## [SOURCE PASSAGE]

━━━━━━━━━━━━━━━━━━━━━━━━━━━━━━

How to Store Knowledge Graphs

About 1114 wordsAbout 4 min

2026-04-29

1. Overview

In DataFlow-KG, we mainly use json files to store knowledge graphs.

Here, "storing a knowledge graph" does not mean that all entities and relations must first be imported into a graph database and then processed around that database. A more common approach is to store each text sample, record, or task unit as a JSON object, and write the extracted entities, triples, tuples, events, and other results into that same object. Multiple objects then form a complete JSON file.

A minimal example is shown below:

[
  {
    "text": "Henry was trained by Maria Rodriguez in 2021.",
    "triple": [
      "<subj> Henry <obj> Maria Rodriguez <rel> is_trained_by"
    ]
  }
]

We do not use Neo4j as the default storage method because the primary focus of DataFlow-KG is data preparation. During the data preparation stage, a knowledge graph dataset usually goes through the following processes:

Extracting entities, relations, attributes, and events from raw text
Cleaning, completing, filtering, and normalizing the extracted results
Repeatedly adjusting sample formats to fit different graph types

At this stage, the data format is often not fully stable and may change frequently. In comparison, json files have several clear advantages:

Better for batch processing: one batch of samples can be stored in one file and sent directly into a Pipeline
Better for data preparation: adding, removing, or changing fields is straightforward
Easier for version control: format changes and sample changes can be tracked with Git
Easier to migrate: no extra database service is required, and files can be copied directly for reproduction

Neo4j is more suitable after the graph structure has become relatively stable, especially for online retrieval, complex path queries, and graph analysis. In our data preparation workflow, what matters more is that graph results can be generated, revised, and reused quickly. Therefore, we choose json files as the default storage format.

We provide the KGRelationTripleVisualization operator to output HTML files for graph visualization.

2. Concrete Storage Formats

For different types of knowledge graphs, we define different string formats and then store these strings as lists in JSON fields.

2.1 Entity-Relation-Entity

Relational triples use the following format:

<subj> ... <obj> ... <rel> ...

For example:

<subj> Henry <obj> Maria Rodriguez <rel> is_trained_by

In a JSON file, this is typically stored as:

{
  "triple": [
    "<subj> Henry <obj> Maria Rodriguez <rel> is_trained_by"

━━━━━━━━━━━━━━━━━━━━━━━━━━━━━━

## [Pointing entries for named objects]
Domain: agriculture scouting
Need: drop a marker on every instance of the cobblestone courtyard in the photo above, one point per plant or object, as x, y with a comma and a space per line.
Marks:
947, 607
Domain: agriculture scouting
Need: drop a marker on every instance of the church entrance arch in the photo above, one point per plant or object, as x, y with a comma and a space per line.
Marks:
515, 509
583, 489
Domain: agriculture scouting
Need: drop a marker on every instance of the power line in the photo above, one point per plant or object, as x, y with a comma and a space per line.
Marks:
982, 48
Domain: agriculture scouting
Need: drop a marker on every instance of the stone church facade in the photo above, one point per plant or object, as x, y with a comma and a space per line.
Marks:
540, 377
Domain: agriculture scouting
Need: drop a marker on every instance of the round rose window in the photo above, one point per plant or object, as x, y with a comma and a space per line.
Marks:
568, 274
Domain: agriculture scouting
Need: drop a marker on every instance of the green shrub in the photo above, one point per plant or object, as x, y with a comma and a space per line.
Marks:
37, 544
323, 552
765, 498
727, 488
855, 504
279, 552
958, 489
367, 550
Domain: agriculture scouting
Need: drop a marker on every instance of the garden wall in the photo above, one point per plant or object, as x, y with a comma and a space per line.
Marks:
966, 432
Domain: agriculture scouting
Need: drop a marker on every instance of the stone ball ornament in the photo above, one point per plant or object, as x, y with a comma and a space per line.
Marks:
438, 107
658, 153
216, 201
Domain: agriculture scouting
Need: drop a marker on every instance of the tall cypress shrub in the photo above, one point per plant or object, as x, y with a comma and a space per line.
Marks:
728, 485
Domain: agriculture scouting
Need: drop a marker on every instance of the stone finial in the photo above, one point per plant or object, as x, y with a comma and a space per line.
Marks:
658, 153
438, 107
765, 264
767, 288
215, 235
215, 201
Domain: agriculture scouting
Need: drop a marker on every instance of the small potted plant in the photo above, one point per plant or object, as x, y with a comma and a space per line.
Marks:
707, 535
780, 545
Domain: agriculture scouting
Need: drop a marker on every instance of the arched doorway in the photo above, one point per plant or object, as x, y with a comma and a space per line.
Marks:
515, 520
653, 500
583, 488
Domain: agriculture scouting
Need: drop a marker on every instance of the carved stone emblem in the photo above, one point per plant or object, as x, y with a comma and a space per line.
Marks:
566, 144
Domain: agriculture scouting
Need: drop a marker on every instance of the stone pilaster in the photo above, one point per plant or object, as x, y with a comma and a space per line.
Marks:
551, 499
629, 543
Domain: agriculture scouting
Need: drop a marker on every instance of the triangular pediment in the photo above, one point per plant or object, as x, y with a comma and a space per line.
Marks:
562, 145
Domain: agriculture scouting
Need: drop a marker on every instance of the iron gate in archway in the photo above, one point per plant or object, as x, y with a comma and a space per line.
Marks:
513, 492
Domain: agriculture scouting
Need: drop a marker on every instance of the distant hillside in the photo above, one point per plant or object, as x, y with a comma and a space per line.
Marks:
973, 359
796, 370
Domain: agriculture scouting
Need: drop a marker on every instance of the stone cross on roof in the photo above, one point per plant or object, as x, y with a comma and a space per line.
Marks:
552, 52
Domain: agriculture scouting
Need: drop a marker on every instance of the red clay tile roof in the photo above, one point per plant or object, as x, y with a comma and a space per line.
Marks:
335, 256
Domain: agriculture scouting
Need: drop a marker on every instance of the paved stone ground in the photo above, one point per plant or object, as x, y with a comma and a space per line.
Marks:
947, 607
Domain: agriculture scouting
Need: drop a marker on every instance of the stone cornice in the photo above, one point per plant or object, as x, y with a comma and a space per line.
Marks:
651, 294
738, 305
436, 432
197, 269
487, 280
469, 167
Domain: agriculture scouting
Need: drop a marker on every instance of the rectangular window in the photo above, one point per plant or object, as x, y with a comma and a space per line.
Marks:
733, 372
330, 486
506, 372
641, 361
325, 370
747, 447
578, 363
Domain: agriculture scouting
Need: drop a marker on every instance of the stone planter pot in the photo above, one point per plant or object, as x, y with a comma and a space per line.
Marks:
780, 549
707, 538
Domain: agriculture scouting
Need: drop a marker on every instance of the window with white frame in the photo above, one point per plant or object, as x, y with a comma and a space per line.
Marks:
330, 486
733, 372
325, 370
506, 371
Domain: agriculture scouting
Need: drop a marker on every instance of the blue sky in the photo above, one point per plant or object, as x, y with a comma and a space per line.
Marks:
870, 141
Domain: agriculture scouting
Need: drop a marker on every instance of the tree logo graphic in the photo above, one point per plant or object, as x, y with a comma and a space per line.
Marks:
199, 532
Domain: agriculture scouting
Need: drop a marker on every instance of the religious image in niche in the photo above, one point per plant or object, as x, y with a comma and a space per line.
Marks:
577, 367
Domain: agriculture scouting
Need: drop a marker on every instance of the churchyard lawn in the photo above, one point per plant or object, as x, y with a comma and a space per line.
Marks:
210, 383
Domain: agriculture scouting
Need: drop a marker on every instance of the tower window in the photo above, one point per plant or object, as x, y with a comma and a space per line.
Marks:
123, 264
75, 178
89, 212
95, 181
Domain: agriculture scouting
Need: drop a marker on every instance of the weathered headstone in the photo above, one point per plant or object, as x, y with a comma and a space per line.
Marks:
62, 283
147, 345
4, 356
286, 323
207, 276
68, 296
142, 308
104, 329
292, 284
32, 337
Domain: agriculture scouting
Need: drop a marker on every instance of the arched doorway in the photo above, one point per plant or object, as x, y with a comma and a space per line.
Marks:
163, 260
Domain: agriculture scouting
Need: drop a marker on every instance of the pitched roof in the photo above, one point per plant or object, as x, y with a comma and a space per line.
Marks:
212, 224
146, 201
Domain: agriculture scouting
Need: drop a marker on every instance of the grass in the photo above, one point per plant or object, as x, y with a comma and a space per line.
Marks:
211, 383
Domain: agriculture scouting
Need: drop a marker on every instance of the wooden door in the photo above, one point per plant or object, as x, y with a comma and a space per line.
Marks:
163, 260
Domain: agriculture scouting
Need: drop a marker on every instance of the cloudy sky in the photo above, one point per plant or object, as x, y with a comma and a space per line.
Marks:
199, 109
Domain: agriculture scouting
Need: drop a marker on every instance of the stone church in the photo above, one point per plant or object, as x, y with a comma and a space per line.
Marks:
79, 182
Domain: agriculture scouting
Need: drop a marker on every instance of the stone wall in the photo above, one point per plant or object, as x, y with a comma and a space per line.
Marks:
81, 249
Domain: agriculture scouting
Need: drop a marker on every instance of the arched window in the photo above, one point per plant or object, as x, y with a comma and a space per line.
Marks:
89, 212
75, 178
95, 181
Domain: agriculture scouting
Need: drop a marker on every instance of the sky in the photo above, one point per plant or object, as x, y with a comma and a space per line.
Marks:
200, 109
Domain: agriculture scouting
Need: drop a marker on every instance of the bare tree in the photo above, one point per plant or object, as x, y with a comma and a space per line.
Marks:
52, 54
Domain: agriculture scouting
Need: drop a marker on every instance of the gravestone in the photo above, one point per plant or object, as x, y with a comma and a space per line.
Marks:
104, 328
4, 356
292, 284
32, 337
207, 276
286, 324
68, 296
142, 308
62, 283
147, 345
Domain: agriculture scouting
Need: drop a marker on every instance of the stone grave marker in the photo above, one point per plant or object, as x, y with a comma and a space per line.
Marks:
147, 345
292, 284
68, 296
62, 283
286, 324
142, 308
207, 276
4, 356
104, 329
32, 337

━━━━━━━━━━━━━━━━━━━━━━━━━━━━━━

## [SET EXERCISE 1]
According to the knowledge graph storage page, which operator outputs HTML files for graph visualization?
## [SET EXERCISE 2]
Continue the knowledge graph storage page from where it stops.

## [FINAL ANSWER 1]
KGRelationTripleVisualization

## [FINAL ANSWER 2]
  ]
}

2.2 Entity-Attribute-Value

Attribute triples use the following format:

<entity> ... <attribute> ... <value> ...

For example:

<entity> Henry <attribute> nationality <value> British

In a JSON file, this is typically stored as:

{
  "triple": [
    "<entity> Henry <attribute> nationality <value> British"
  ]
}

2.3 Temporal Entity-Relation-Entity

Temporal relational quadruples use the following format:

<subj> ... <obj> ... <rel> ... <time> ...

For example:

<subj> Henry <obj> Maria Rodriguez <rel> is_trained_by <time> 2021

In a JSON file, this is typically stored as:

{
  "tuple": [
    "<subj> Henry <obj> Maria Rodriguez <rel> is_trained_by <time> 2021"
  ]
}

2.4 Temporal Entity-Attribute-Value

Temporal attribute quadruples use the following format:

<entity> ... <attribute> ... <value> ... <time> ...

For example:

<entity> Henry <attribute> job_title <value> Research Assistant <time> 2021

In a JSON file, this is typically stored as:

{
  "tuple": [
    "<entity> Henry <attribute> job_title <value> Research Assistant <time> 2021"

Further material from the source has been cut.